__Records provided__.
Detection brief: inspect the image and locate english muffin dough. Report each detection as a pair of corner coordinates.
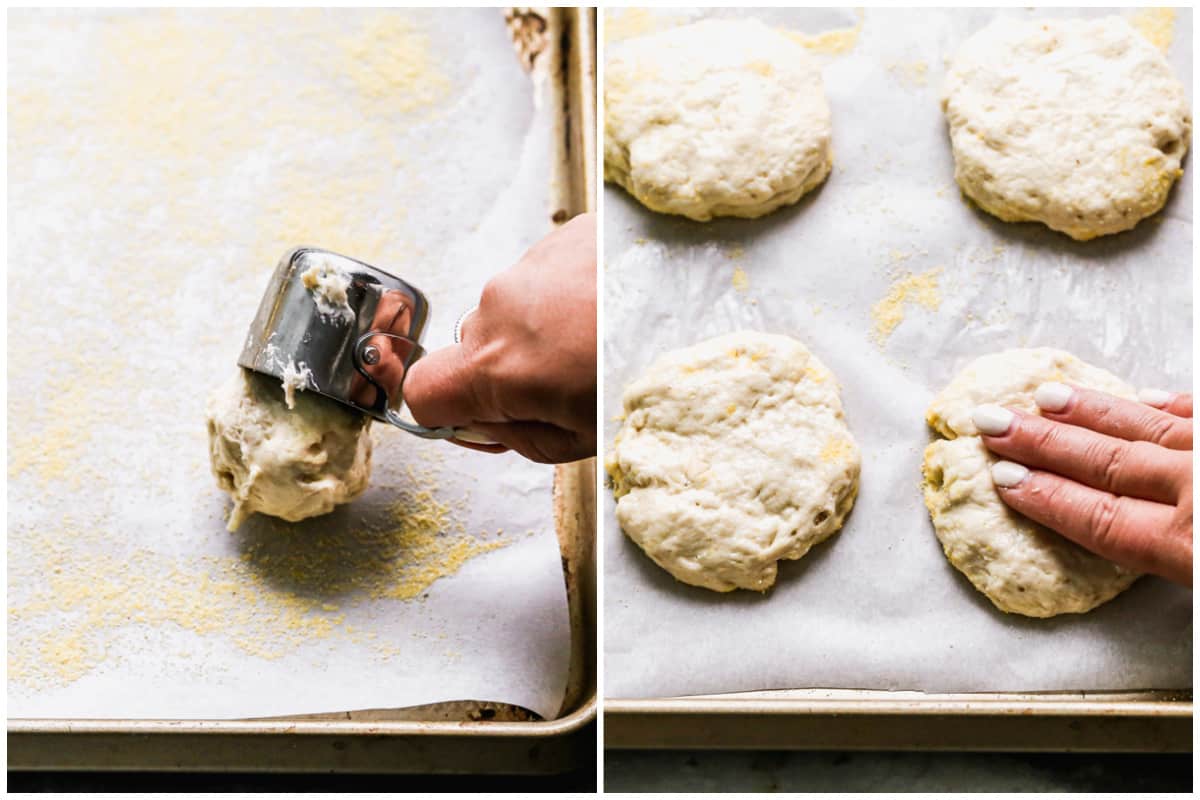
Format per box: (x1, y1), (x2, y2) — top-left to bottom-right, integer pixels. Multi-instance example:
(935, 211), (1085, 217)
(923, 348), (1140, 617)
(207, 369), (372, 531)
(300, 255), (354, 324)
(604, 18), (833, 221)
(942, 16), (1190, 240)
(607, 332), (860, 592)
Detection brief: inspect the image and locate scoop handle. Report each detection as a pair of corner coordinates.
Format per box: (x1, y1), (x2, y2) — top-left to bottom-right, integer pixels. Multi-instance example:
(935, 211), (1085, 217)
(383, 409), (457, 439)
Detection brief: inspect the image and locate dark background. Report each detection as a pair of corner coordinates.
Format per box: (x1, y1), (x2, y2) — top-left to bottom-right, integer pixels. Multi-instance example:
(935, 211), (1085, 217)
(604, 751), (1193, 793)
(11, 749), (1193, 792)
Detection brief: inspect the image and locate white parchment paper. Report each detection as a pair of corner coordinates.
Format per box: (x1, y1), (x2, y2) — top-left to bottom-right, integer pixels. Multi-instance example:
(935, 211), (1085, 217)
(604, 7), (1192, 699)
(9, 9), (570, 720)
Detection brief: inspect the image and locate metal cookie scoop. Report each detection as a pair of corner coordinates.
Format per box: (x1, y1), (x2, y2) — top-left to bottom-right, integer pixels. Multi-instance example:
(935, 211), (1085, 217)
(239, 247), (456, 439)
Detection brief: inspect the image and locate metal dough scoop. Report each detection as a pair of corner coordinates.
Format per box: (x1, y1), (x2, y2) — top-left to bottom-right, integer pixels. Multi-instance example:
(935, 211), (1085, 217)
(239, 247), (463, 440)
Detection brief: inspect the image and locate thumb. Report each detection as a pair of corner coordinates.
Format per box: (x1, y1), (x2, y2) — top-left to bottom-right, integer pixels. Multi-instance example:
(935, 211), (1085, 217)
(404, 344), (492, 428)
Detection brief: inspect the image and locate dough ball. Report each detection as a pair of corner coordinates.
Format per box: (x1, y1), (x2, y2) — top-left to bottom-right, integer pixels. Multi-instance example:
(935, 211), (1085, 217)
(207, 369), (372, 531)
(607, 332), (860, 592)
(941, 16), (1190, 240)
(604, 18), (833, 221)
(923, 348), (1140, 617)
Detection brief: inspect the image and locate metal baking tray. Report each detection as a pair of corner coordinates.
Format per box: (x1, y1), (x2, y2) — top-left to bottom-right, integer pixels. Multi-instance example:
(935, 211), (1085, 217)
(606, 689), (1191, 752)
(600, 6), (1190, 754)
(8, 7), (596, 774)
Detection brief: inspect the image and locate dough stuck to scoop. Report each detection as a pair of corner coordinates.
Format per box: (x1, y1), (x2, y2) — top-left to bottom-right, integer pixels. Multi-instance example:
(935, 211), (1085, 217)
(206, 368), (372, 531)
(604, 18), (833, 221)
(300, 255), (354, 324)
(607, 331), (860, 592)
(923, 348), (1141, 617)
(941, 16), (1190, 240)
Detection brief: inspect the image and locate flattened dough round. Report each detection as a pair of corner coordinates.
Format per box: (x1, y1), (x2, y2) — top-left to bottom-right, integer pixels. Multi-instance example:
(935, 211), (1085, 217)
(207, 369), (372, 531)
(942, 16), (1191, 240)
(923, 348), (1140, 617)
(604, 18), (833, 221)
(606, 332), (860, 592)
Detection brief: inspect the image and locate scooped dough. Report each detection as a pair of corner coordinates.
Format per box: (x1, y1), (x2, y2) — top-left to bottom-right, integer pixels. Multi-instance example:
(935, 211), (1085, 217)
(279, 358), (314, 410)
(300, 255), (354, 324)
(607, 331), (860, 592)
(923, 348), (1140, 617)
(941, 16), (1190, 240)
(604, 18), (833, 221)
(207, 368), (371, 531)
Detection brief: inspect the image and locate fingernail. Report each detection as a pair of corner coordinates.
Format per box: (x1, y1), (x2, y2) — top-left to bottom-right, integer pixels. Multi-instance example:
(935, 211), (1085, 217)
(1138, 388), (1172, 408)
(1034, 381), (1073, 412)
(972, 404), (1014, 436)
(453, 427), (498, 445)
(991, 460), (1029, 488)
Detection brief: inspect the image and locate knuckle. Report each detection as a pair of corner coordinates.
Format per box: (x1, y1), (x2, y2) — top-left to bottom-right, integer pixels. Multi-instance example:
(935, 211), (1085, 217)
(1088, 399), (1116, 429)
(1091, 441), (1126, 490)
(1141, 411), (1181, 447)
(1040, 478), (1071, 512)
(1029, 419), (1061, 453)
(1086, 494), (1123, 551)
(477, 274), (511, 313)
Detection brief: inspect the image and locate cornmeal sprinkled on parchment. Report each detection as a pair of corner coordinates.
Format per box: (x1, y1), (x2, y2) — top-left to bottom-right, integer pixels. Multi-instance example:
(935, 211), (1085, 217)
(9, 452), (515, 688)
(870, 267), (944, 346)
(784, 9), (865, 56)
(7, 9), (524, 694)
(732, 267), (750, 292)
(1130, 8), (1176, 53)
(604, 8), (685, 43)
(888, 59), (928, 88)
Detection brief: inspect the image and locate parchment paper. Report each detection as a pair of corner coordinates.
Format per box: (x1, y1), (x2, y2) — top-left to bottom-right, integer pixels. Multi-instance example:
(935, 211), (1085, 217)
(9, 9), (570, 720)
(603, 7), (1192, 699)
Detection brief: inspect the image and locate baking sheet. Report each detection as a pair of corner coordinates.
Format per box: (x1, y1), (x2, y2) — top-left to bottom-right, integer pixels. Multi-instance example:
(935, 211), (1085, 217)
(8, 8), (570, 720)
(603, 7), (1193, 699)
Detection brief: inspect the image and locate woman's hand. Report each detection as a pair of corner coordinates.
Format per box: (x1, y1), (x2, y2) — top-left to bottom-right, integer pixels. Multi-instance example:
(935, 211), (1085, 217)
(972, 384), (1192, 586)
(404, 213), (597, 464)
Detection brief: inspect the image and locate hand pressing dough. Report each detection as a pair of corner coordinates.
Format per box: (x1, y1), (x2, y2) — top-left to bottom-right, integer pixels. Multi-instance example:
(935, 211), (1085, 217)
(923, 348), (1140, 617)
(607, 332), (860, 592)
(942, 16), (1190, 240)
(604, 18), (833, 221)
(207, 369), (372, 531)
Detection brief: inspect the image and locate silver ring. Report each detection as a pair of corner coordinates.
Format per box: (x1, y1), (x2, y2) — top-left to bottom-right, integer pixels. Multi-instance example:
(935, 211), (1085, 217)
(454, 305), (478, 344)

__Your assignment__.
Give an exact copy of the listing, without its pictures.

__Result of this exercise__.
Detection brief: inspect the image and locate english muffin dough. Report each detection as a pair of corner coordinates.
Format per box: (x1, y1), (x2, y2) — top-left to bottom-right, integer pixels. Multi-instance example:
(935, 211), (1085, 217)
(923, 348), (1140, 617)
(207, 369), (372, 531)
(300, 255), (354, 324)
(604, 18), (833, 221)
(942, 16), (1190, 240)
(607, 332), (860, 592)
Detection brief: inspect the image and locate scoop handle. Report each detection as a pair of corner coordinates.
Format per box: (x1, y1), (x2, y2) — top-left to bottom-right, integer pixels. Multi-instance example:
(935, 211), (1085, 217)
(383, 409), (457, 439)
Detection brief: inspect the image and locate dark background. Report each detection as a pair of corner coordinates.
Format per box: (x1, y1), (x2, y2) — top-left to bottom-right, integer pixels. Multi-instance example:
(935, 211), (1085, 217)
(604, 751), (1193, 793)
(11, 749), (1193, 792)
Detection brief: inspect the image and locate white parchment paper. Report each detection as a pair of corner coordinates.
Format per box: (x1, y1), (x2, y2) — top-left to bottom-right, integer pixels. Multi-instance example:
(935, 211), (1085, 217)
(604, 7), (1192, 699)
(9, 9), (570, 720)
Detection brief: inspect the image and locate metal cookie scoop. Report each detection as a pair of corner coordinates.
Format per box: (x1, y1), (x2, y2) — top-left to bottom-right, integer pixels. Multi-instance example:
(935, 211), (1085, 217)
(239, 247), (456, 439)
Detection brief: inspect the image and locate metal dough scoop. Report each detection as a pair of corner coordinates.
Format per box: (x1, y1), (x2, y2) — top-left to bottom-right, integer pixels. Multi-instance example:
(935, 211), (1085, 217)
(239, 247), (463, 440)
Detection brief: inspect the image and locate thumb. Report each detection as a pair of corner coordinates.
Format per box: (x1, y1), (x2, y2) — top-left to bottom-right, integer pixels. Multi-instance example:
(935, 211), (1085, 217)
(404, 344), (492, 428)
Detection brief: inspect the image and locate dough ball. Report each detection as a pair of corner coordinates.
Format per box: (x1, y1), (x2, y2) — top-left to bottom-right, integer pixels. Multi-instance example:
(935, 211), (1085, 217)
(207, 369), (372, 531)
(607, 332), (860, 592)
(941, 16), (1190, 240)
(604, 18), (833, 221)
(923, 348), (1140, 617)
Detection brief: inspect the image and locate metal baking tray. Report each detection as a pair of corner coordinates.
Format per box: (x1, y1), (x2, y2) — top-left to bottom-right, integer pixels. Multi-instance example:
(935, 211), (1085, 217)
(606, 689), (1191, 752)
(600, 6), (1190, 754)
(8, 7), (596, 774)
Detection brief: inspect the image and locate dough stuck to scoop. Report each detection as a pair of corner coordinates.
Format per box: (x1, y1), (x2, y2) — top-left to bottom-right, integer pixels. Multi-instance example:
(935, 211), (1085, 217)
(206, 368), (372, 531)
(604, 18), (833, 221)
(300, 255), (354, 324)
(607, 331), (860, 592)
(923, 348), (1141, 617)
(941, 16), (1190, 240)
Detection brief: inspect the image and locate flattened dough round. Report each detection as a pair of corner coordinates.
Format per box: (x1, y1), (x2, y2) — top-left to bottom-right, integer pixels. Multi-instance example:
(935, 211), (1085, 217)
(207, 369), (372, 531)
(942, 16), (1191, 240)
(923, 348), (1140, 617)
(604, 18), (833, 221)
(606, 332), (860, 592)
Detection brief: inspect the image and locate scooped dough. Report each detection as a pair of corner coordinates.
Format per box: (x1, y1), (x2, y2) — top-left to bottom-right, integer pixels. Multi-instance example:
(935, 211), (1085, 217)
(279, 358), (314, 410)
(300, 255), (354, 324)
(607, 331), (860, 592)
(923, 348), (1140, 617)
(941, 16), (1190, 240)
(604, 18), (833, 221)
(207, 368), (371, 531)
Detection brief: inspect the image and locate fingernail. Report each detection as a pair of corner coordinates.
Format per box: (x1, y1), (x2, y2) — top-left to bottom-right, integer pixels. Multi-instance example:
(935, 211), (1085, 217)
(1138, 388), (1172, 408)
(1034, 381), (1073, 412)
(972, 404), (1014, 436)
(453, 427), (498, 445)
(991, 460), (1029, 488)
Detection brief: inspect the image and locate knuckle. Report each detection as a pair of corner coordinates.
Format per box: (x1, y1), (x2, y2) — top-left to bottom-right, integer pixels. Multi-instance example:
(935, 211), (1085, 217)
(1088, 399), (1116, 429)
(1091, 441), (1126, 490)
(1141, 411), (1181, 447)
(1040, 478), (1071, 512)
(1029, 419), (1061, 453)
(1086, 494), (1123, 551)
(477, 274), (511, 313)
Detection brief: inspect the image and locate cornmeal sprinkled on parchment. Report each detection as a pair of corner coordinates.
Format per box: (x1, y1), (x2, y2) — top-left to bottom-right, integer pixels. Multi-instance example:
(935, 211), (1085, 217)
(9, 452), (515, 688)
(870, 267), (944, 346)
(784, 9), (865, 56)
(7, 9), (524, 694)
(732, 267), (750, 292)
(1130, 8), (1176, 53)
(604, 8), (685, 43)
(888, 59), (928, 88)
Detection brief: inspect the image and locate parchment paper. Report each detection as a pair of corner coordinates.
Format per box: (x1, y1), (x2, y2) — top-left to bottom-right, integer pixels. Multi-instance example:
(935, 211), (1085, 217)
(9, 9), (570, 720)
(603, 7), (1192, 699)
Detection brief: inspect the image and locate baking sheet. Report each detection as a pair of corner coordinates.
Format per box: (x1, y1), (x2, y2) — top-left to bottom-right, integer pixels. Multi-instance example:
(935, 211), (1085, 217)
(8, 8), (570, 720)
(603, 7), (1193, 699)
Detection brief: inspect the image and locate woman's hand. Report each detection as a pair of corner coordinates.
Format per box: (x1, y1), (x2, y2) — top-left to bottom-right, integer pixels. Multi-instance example:
(935, 211), (1085, 217)
(972, 384), (1192, 586)
(404, 213), (597, 464)
Detection brief: inspect the image and locate hand pressing dough. Report each detection as a pair of corner coordinates.
Format per box: (x1, y1), (x2, y2) — top-left to bottom-right, integer pixels. Multi-instance example:
(935, 211), (1085, 217)
(923, 348), (1140, 617)
(607, 332), (860, 592)
(942, 16), (1190, 240)
(604, 18), (833, 221)
(207, 369), (372, 531)
Detection brief: inspect the image and locate silver ring. Report each detection as a pair of corner coordinates.
Format per box: (x1, y1), (x2, y2) — top-left to bottom-right, integer pixels. Multi-instance example:
(935, 211), (1085, 217)
(454, 305), (478, 344)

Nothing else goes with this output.